Position annotation records:

━━━━

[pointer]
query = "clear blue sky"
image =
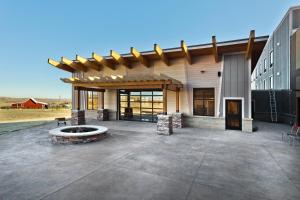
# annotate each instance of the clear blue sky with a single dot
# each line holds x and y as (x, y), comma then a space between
(33, 31)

━━━━

EXERCISE:
Rewrite the lines of all the records above, changing "dot" to "point" and leaving everything else as it is. Leave the pictures out of your answer.

FINISHED ANSWER:
[pointer]
query = "clear blue sky"
image =
# annotate each instance of the clear blue sky with a single point
# each line holds x and y as (x, y), comma then a space between
(33, 31)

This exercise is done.